EXERCISE TASK: Could you update the rows from the line containing "Question. Mark every instance of the display" down through the line containing "x=234 y=297", changing "photograph" to "image" and keeping everything else the same? Omit the pictures from your answer.
** BEGIN DATA IN THIS EXERCISE **
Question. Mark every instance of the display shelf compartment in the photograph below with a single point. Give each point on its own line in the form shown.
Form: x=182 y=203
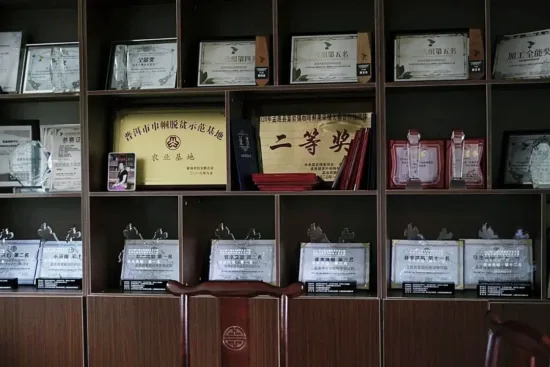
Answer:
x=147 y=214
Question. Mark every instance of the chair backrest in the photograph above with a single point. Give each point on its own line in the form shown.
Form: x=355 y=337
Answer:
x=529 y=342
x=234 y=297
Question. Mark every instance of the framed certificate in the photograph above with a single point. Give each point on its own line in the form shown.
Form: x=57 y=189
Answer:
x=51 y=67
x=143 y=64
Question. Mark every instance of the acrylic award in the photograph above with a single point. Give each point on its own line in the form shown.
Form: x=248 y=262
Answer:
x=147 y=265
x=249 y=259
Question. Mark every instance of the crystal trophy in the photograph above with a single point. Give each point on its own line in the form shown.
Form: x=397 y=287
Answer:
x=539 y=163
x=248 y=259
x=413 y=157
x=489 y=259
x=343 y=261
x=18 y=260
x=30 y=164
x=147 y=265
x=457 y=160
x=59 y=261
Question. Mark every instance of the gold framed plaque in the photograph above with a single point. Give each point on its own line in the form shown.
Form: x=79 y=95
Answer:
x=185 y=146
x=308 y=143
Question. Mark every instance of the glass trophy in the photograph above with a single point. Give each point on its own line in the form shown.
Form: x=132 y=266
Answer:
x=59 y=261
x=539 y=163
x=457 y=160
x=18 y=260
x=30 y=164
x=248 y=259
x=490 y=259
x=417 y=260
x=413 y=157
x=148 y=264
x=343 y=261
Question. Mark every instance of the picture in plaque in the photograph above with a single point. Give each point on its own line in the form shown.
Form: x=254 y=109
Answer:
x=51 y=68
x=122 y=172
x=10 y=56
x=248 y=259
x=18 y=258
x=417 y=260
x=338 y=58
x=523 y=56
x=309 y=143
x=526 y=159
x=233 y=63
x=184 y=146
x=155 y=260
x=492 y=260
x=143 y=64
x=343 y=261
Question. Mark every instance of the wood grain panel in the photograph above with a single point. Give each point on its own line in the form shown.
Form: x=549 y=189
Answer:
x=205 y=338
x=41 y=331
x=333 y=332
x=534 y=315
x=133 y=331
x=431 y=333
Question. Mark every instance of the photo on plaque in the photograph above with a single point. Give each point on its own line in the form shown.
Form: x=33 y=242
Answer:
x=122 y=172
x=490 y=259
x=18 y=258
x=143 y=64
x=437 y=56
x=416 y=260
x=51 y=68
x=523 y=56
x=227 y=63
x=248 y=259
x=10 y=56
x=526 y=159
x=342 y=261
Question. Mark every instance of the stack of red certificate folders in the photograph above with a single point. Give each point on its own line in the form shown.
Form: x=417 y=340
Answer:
** END DATA IN THIS EXERCISE **
** BEGIN DATA IN THIS EXERCISE **
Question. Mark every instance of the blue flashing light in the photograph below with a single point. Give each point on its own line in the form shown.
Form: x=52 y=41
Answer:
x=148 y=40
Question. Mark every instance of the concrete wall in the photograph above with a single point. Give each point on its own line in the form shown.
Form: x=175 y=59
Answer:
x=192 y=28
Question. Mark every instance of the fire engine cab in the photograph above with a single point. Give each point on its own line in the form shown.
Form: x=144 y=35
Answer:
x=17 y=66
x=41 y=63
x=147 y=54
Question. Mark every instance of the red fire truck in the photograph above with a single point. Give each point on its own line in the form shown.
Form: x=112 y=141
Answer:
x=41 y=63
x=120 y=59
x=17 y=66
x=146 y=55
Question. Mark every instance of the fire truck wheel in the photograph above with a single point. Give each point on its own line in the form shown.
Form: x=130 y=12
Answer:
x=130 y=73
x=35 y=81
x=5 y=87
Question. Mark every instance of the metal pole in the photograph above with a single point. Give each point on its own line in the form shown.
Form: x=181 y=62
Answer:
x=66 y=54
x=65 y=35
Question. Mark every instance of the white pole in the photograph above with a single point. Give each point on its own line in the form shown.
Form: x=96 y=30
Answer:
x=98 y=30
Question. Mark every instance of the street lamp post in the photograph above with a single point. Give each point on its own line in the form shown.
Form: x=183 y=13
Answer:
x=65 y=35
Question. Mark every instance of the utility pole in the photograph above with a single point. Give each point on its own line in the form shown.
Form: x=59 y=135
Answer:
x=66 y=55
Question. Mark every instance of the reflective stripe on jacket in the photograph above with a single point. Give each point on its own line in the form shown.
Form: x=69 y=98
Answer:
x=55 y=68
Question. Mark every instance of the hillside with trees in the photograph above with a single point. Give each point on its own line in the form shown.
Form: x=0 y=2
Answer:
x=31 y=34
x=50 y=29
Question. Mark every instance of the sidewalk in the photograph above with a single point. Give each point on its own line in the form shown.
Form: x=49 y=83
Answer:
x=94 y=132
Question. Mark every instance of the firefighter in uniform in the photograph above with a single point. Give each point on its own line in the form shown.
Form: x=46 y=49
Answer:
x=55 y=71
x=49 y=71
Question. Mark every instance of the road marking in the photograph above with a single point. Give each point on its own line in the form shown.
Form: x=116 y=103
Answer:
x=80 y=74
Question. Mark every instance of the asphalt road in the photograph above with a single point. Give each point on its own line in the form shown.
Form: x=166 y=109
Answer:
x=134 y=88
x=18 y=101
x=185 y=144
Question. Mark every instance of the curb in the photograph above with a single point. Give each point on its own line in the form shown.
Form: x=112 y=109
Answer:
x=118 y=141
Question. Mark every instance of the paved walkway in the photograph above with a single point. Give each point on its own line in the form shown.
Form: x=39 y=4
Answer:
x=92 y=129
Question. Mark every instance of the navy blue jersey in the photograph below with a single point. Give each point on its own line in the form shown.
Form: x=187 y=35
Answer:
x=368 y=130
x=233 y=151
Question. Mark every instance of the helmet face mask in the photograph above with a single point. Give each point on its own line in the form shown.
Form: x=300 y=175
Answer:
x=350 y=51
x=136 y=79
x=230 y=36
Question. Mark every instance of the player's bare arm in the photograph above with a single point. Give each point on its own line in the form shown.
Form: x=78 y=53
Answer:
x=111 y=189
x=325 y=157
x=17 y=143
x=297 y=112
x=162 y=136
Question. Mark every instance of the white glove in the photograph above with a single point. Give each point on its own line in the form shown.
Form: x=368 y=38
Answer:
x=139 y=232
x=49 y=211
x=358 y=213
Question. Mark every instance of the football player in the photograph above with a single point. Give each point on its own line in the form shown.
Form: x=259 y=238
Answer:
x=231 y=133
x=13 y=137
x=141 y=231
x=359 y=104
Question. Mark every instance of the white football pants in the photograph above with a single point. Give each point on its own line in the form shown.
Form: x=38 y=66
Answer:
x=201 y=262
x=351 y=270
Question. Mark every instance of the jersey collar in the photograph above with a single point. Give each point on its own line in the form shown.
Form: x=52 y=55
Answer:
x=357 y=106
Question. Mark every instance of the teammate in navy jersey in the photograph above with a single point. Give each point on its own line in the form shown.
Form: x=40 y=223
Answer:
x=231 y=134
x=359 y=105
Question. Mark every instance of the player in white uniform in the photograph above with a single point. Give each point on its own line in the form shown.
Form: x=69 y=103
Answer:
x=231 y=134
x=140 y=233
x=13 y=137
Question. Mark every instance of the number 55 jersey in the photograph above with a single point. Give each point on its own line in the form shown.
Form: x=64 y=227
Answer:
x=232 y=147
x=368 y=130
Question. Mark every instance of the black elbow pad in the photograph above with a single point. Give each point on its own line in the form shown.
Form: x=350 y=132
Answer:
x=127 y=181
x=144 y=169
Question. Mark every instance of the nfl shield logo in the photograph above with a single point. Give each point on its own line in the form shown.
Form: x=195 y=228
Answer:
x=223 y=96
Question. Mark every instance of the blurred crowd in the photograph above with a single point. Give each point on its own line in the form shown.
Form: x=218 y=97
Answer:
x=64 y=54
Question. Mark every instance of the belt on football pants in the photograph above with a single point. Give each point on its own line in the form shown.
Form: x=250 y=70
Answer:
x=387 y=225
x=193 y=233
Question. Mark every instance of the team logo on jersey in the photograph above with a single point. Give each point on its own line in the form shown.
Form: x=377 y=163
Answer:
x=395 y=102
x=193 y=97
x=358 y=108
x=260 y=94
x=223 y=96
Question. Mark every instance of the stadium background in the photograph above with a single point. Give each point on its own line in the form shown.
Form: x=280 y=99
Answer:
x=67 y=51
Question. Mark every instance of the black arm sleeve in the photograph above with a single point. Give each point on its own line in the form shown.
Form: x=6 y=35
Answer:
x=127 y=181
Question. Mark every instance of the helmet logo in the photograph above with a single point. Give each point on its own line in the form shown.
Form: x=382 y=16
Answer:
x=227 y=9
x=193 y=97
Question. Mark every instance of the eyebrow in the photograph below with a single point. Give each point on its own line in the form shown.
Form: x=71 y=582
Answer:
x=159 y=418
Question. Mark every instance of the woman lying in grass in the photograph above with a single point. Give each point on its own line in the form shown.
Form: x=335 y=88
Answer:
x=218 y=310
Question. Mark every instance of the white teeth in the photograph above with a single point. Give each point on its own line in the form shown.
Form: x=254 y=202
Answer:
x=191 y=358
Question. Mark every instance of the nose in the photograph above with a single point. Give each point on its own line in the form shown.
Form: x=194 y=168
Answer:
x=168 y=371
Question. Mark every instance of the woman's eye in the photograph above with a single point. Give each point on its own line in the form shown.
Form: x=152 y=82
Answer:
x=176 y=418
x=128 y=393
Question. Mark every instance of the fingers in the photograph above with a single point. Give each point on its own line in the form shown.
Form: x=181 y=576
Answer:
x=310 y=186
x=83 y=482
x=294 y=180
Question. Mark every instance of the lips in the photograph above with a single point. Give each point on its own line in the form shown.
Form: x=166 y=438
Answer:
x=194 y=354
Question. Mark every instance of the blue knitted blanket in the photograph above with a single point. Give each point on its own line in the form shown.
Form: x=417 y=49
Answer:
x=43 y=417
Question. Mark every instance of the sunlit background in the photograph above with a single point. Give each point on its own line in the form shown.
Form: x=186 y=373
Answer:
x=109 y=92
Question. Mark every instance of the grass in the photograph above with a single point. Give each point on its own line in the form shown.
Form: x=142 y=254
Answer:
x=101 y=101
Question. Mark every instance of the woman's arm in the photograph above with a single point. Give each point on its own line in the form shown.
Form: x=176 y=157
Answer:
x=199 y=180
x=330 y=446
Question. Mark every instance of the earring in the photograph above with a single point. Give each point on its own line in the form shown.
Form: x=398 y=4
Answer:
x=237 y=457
** END DATA IN THIS EXERCISE **
RESPONSE:
Question. Mark every instance of the display shelf compartment in the image below with a single point. Give each point on its own line in the form shown.
Form: x=182 y=203
Answer:
x=147 y=214
Question. Mark every instance of the chair backrest in the image above with a single point. Give each point on its own line in the form shown.
Form: x=355 y=337
Answer:
x=529 y=342
x=234 y=297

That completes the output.